Edit the data below, replacing "roadway count" with "scene survey" wherever it occurs and leaving everything else unchanged.

MATERIAL FOR THIS EXERCISE:
begin
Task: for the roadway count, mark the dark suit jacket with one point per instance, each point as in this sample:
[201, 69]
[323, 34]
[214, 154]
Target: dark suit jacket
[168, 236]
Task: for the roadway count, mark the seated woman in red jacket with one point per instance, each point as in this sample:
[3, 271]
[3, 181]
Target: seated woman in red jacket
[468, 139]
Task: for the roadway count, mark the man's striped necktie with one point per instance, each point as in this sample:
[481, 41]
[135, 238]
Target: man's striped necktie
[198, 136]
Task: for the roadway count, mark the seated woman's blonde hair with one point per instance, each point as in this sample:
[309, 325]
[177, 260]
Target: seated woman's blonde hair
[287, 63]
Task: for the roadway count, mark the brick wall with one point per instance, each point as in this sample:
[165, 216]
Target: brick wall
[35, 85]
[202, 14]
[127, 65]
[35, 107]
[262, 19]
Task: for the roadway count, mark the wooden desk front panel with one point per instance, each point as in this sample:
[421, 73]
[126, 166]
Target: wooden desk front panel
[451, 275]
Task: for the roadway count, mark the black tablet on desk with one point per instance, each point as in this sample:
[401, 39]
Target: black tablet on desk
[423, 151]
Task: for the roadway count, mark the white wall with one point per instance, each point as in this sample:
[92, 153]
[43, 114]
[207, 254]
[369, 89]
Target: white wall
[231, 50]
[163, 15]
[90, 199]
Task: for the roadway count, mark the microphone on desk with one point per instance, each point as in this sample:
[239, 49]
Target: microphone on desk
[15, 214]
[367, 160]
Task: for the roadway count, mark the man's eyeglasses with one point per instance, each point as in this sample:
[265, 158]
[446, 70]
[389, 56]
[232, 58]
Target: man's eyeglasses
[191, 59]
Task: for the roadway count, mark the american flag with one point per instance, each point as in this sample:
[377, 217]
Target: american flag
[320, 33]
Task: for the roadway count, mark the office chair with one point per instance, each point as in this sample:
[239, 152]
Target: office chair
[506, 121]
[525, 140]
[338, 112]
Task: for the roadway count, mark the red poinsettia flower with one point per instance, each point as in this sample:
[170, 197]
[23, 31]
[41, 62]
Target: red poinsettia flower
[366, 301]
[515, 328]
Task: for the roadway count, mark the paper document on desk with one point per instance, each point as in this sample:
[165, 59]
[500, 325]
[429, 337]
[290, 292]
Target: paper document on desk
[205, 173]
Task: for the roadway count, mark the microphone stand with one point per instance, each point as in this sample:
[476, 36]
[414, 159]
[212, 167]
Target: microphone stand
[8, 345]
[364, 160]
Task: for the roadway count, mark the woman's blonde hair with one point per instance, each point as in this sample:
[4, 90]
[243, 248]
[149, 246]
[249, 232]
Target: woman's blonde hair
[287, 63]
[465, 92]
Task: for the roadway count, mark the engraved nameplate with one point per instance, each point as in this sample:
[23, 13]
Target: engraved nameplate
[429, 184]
end
EXERCISE ANSWER:
Task: for the scene survey, mark the dark suit jacket with one point per instance, each point as in this sample:
[201, 69]
[323, 34]
[214, 154]
Target: dark suit jacket
[168, 236]
Task: for the scene survey, mark the seated woman in red jacket with one point per instance, each point as in this sample:
[3, 271]
[3, 181]
Target: seated woman in red jacket
[468, 139]
Task: for the scene survey, mark the man's striped necktie with one point per instance, each point as in this sample:
[481, 41]
[135, 238]
Target: man's striped necktie
[198, 136]
Task: for the scene survey, mark the seated woman's blonde hair with one point per instance, each point as in this sample:
[309, 325]
[177, 260]
Target: seated woman's blonde hair
[287, 63]
Task: for the scene survey, mark the brick wall with one point per instance, each point as in this sample:
[165, 216]
Target: brick wall
[35, 85]
[202, 14]
[127, 65]
[35, 107]
[262, 19]
Task: for the scene survey, mark the wooden desk front panel with one point per instance, each point as in this sample:
[421, 73]
[126, 166]
Target: wooden desk front panel
[451, 275]
Task: for the scene survey, mark the black tablet on desk with one point per instance, each point as in this sample:
[401, 39]
Target: black tablet on desk
[423, 151]
Task: for the scene survey, mark the white wall with one point per instance, each point as in this sample:
[92, 153]
[43, 114]
[207, 254]
[369, 89]
Target: white wall
[231, 50]
[163, 15]
[90, 199]
Task: for the scene survey, mark the microphone on desk with one point per instance, each point as in this sample:
[239, 49]
Target: microphone on desk
[15, 214]
[367, 160]
Task: for the scene survey, mark the man's eyeglasses with one point per instance, each point as in this sample:
[265, 158]
[446, 70]
[389, 56]
[232, 58]
Target: man's eyeglasses
[191, 59]
Task: for the scene survey, mark the american flag with one point per instance, each point as in this sample:
[377, 217]
Target: american flag
[320, 33]
Task: for the scene survey, mark the office chair with one point per instance, each point as in this sample:
[239, 152]
Target: office chair
[506, 121]
[525, 140]
[338, 112]
Task: for the scene survey, mark the red poinsettia flower with one point per instance, each point as in this sample:
[170, 197]
[23, 31]
[41, 62]
Target: red poinsettia flower
[366, 301]
[515, 328]
Task: for the scene survey, mark the paper document on desk with one point per instance, each point as in this sample:
[165, 59]
[500, 325]
[429, 337]
[290, 292]
Target: paper document on desk
[205, 173]
Task: for the scene survey, mark the microphone stand with one point per instance, each point as in this sample:
[476, 36]
[414, 159]
[212, 167]
Target: microphone stand
[8, 345]
[364, 160]
Task: for the scene survey, mark the woman's blonde hair with one point per instance, each point as in this sample:
[4, 90]
[243, 248]
[149, 246]
[249, 232]
Target: woman's blonde hair
[287, 63]
[465, 92]
Task: for the scene survey, mark the engraved nameplate with one point per instance, each point as in this sample:
[23, 13]
Target: engraved nameplate
[429, 184]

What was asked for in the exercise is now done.